> **ENUNCIADO**
Prossiga o texto sobre o sertão e os médicos cubanos a partir da última frase dele.

> **TRECHO PARA ANÁLISE**
┌──
Não fosse a determinação superior de afastar e dissimular, o que muitas vezes se alcança destacando o pitoresco.
Em detrimento do principal: as questões do nosso tempo, do nosso desenvolvimento, as escolhas que elas nos cobram. E os interesses que as bloqueiam.
Tivemos a Coluna Prestes, nos anos 20.
Os irmãos Villas Boas, apoiados por malucos como Darcy Ribeiro e entusiastas como Antonio Calado, fizeram isso nos anos 40/50 e início dos 60, quando foi criado o Parque Nacional do Xingu.
Trouxeram a boca do sertão para mais perto do olhar litorâneo e urbano.
Desbastavam distancias a facão.
Na raça, traziam horizontes, aproximavam rios, tribos, desafios e, de alguma forma, semeavam um espírito de pertencimento a algo maior que a linha do mar e a calçada de Copacabana.
A utopia geográfica, se por um lado borrava os conflitos de classe, ao mesmo tempo colidia com o país real que os esperava em cada socavão, de trincas sociais, fundiárias, étnicas e econômicas avessas à neblina da glamorização.
Paschoal Carlos Magno, a UNE e o CPC, o Centro Popular de Cultura, fariam o mesmo nos anos 60, antes do golpe militar.
As famosas ‘Caravanas do CPC’ rasgaram o mapa do sertão, a exemplo do que fizeram as Caravanas da Cidadania, de Lula, nos anos 80.
Desceriam o São Francisco nas gaiolas lendárias para garimpar e irradiar a cultura popular em lugares onde agora, possivelmente, um doutor cubano irá se instalar.
Caso de Carinhanha, um dos mais belos entardeceres do São Francisco.
Onde foi que a seta do tempo se quebrou?
Por que já não seduz a grande aventura de nossa própria construção terceirizada, por décadas, aos mercados autoregulados?
Uma leitora de Carta Maior, Odette Carvalho de Lima Seabra, resume em comentário enviado ao site o núcleo duro do problema.
“ A geração dos nossos jovens doutores”, escreve, “ jamais compreenderá de que se trata. Foram criados nos shopping centers. A escola secundária limitadíssima no seu alcance humanístico os fez também vítimas sem que o saibam que são. Uma revolução que durou vinte anos e cujo sentido era o de esvaziar de sentido a vida de todos nós deixou no seu rescaldo, esse bando de jovens, como são os nossos doutores, muito alienados. É tempo de aprender com os cubanos”, conclui Odette.
Colocado nos seus devidos termos, o impasse readquire a clareza histórica de que se ressente a busca de soluções.
Entre indignado e estupefato, o conservadorismo nega aos visitantes cubanos outra referência de exercício da medicina que não a dos valores argentários.
Ética médica, solidariedade, internacionalismo e humanismo formam uma constelação incompreensível a quem divide o mundo entre consumidores e escravos.
└──
> **ENTRADAS EXTRAÍDAS**
┌──
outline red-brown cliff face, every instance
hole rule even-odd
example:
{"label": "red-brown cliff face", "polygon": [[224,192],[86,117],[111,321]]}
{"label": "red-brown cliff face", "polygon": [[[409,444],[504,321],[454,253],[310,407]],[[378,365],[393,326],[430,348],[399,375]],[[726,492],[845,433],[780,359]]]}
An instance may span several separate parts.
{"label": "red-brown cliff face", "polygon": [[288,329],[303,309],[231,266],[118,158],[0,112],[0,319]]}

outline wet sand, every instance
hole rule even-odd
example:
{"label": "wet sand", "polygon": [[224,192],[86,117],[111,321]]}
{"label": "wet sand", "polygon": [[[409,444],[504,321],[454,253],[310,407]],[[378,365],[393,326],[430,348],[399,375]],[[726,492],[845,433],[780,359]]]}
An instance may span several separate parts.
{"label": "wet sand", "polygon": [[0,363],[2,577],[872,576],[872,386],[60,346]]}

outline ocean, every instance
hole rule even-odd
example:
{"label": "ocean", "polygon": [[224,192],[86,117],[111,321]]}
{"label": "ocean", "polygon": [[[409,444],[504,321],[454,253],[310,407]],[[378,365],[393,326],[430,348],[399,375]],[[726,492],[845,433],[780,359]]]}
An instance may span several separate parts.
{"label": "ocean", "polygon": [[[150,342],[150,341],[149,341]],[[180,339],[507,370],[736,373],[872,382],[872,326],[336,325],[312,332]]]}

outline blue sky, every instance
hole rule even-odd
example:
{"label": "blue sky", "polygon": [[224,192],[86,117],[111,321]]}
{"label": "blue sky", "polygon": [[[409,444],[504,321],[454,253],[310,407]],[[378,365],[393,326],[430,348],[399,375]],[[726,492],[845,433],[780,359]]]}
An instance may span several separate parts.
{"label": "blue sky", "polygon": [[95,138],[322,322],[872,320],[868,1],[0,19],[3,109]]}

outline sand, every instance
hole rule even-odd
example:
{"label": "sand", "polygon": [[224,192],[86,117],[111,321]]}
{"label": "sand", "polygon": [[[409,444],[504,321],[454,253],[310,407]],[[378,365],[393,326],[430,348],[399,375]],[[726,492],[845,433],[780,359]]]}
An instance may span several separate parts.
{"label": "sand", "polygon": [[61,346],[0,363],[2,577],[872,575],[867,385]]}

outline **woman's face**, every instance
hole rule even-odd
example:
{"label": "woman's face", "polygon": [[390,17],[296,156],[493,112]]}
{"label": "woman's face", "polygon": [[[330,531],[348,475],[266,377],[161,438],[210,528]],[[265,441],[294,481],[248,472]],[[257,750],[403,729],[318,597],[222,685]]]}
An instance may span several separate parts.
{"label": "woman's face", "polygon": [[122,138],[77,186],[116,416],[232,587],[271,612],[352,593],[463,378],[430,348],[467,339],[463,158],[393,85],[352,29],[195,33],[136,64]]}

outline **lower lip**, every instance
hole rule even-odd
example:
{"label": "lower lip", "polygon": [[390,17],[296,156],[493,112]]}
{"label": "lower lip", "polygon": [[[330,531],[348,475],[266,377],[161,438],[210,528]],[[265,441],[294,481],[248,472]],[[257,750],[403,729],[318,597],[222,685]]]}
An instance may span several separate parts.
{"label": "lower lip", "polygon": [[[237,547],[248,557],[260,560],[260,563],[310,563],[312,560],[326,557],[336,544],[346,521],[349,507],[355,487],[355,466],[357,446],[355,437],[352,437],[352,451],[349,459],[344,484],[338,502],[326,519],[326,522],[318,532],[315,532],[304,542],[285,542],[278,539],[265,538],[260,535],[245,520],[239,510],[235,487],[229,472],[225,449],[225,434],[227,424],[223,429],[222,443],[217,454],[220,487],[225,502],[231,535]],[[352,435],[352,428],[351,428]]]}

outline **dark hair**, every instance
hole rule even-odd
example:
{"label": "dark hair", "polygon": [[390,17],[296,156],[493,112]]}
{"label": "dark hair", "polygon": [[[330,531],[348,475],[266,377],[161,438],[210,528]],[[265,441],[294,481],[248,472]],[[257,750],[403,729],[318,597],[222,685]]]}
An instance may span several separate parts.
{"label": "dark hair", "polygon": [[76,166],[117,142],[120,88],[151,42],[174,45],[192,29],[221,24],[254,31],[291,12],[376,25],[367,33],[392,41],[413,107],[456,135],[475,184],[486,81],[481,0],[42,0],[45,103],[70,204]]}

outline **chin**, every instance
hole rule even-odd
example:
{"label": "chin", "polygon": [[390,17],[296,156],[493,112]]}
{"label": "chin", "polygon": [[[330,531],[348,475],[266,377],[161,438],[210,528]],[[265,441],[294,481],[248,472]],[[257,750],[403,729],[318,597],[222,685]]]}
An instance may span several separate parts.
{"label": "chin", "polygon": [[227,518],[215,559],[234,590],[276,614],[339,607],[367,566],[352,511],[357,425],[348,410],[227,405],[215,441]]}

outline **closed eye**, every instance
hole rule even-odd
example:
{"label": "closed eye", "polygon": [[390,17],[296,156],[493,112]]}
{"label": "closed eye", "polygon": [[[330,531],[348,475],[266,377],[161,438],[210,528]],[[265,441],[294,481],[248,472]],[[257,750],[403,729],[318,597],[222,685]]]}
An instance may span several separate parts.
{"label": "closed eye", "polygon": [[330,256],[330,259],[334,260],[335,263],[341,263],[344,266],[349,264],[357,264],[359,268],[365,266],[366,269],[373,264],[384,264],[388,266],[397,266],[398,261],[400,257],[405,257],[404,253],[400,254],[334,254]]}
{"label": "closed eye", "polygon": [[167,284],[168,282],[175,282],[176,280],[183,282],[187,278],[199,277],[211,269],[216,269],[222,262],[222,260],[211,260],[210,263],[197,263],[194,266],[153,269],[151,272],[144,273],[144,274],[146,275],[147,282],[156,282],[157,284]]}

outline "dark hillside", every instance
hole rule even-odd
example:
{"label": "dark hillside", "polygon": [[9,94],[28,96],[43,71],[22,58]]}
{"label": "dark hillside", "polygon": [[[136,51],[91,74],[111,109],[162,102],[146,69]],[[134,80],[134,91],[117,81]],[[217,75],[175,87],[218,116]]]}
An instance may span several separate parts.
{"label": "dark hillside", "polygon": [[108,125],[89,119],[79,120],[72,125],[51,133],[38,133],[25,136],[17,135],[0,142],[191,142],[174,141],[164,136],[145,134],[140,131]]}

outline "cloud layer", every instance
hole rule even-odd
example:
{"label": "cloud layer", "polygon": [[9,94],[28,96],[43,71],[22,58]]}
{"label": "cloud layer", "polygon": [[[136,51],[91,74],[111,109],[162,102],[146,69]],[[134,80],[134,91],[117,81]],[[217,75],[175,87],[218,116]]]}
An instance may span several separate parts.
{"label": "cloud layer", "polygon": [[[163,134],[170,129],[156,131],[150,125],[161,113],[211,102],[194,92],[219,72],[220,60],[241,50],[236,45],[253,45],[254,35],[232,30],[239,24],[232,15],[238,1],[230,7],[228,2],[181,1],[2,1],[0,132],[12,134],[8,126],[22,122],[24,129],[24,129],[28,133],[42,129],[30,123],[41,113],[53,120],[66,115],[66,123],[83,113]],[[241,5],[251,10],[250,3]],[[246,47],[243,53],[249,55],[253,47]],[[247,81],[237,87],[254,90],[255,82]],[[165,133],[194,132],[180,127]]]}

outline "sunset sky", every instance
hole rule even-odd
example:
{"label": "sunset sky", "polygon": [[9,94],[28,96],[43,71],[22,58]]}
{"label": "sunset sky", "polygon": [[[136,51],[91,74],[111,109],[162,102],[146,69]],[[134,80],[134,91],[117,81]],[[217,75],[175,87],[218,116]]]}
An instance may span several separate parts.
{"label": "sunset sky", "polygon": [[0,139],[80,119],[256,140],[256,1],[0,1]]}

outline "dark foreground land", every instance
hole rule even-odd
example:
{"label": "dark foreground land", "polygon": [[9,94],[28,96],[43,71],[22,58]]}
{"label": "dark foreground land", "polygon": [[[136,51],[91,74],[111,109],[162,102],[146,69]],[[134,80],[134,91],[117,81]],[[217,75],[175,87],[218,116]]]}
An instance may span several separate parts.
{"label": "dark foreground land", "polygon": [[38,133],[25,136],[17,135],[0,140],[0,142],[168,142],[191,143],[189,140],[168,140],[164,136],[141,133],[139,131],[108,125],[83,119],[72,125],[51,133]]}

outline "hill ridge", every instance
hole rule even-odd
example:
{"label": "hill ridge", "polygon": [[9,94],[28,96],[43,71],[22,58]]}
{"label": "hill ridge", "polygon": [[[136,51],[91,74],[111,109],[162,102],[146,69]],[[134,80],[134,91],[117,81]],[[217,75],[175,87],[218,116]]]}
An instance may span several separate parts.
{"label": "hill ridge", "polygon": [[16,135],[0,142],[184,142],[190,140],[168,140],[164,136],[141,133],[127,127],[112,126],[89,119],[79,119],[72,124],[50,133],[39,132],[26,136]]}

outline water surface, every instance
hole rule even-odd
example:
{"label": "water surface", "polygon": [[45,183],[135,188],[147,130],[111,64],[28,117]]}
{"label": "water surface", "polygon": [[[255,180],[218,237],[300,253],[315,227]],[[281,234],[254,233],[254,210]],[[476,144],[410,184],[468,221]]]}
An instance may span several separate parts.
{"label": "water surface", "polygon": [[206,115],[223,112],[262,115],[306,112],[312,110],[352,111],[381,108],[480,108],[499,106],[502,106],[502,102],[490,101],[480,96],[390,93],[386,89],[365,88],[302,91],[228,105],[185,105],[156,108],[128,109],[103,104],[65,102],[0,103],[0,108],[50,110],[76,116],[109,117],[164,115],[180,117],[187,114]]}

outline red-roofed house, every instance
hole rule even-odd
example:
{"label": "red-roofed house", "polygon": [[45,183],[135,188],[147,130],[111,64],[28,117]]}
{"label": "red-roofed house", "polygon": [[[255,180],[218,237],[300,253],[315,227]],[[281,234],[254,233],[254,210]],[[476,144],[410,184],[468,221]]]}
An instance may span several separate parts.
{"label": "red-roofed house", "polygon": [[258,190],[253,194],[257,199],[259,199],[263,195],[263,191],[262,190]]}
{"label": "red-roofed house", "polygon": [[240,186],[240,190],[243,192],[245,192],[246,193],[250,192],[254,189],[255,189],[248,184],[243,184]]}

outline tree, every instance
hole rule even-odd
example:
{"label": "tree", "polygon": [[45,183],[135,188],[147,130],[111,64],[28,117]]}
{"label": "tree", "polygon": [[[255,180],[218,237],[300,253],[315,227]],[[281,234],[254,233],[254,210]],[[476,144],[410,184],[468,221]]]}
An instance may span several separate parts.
└──
> **RESPOSTA**
À esquerda, no entanto, cabe também evitar simplificações.
Se quiser enxergar a real abrangência das tarefas em curso, é preciso admitir que não estamos diante de uma batalha entre anjos e demônios.
Os médicos do Caribe não nascem bonzinhos. Tampouco endemoninhados, os dos trópicos.
Eles são formados assim. Por instituições.
A escola, por certo, mas a mídia, sem dúvida, que a completa pelo resto da vida.
É vital que o governo, lideranças sociais e os intelectuais compreendam o fundamental em jogo.
Se quisermos colher frutos duradouros com o ‘Mais Médicos’, o passo seguinte do programa terá que ser a reforma universitária brasileira.
Que reaproxime universidade e a juventude das grandes tarefas coletivas do nosso tempo.
As diferenças entre a formação do cubano hostilizado na chegada a Fortaleza, e aqueles que o ofendiam não são apenas de ordem técnica.
Mas, sobretudo, de discernimento diante do mundo.
A ponto de um não achar estranho sair de seu país para ajudar um outro.
Nem considerar despropositado que parte de seu ganho se transforme em fundo público de reinvestimento.
O oposto das convicções dos que o agraciavam com o corolário de sua própria servidão.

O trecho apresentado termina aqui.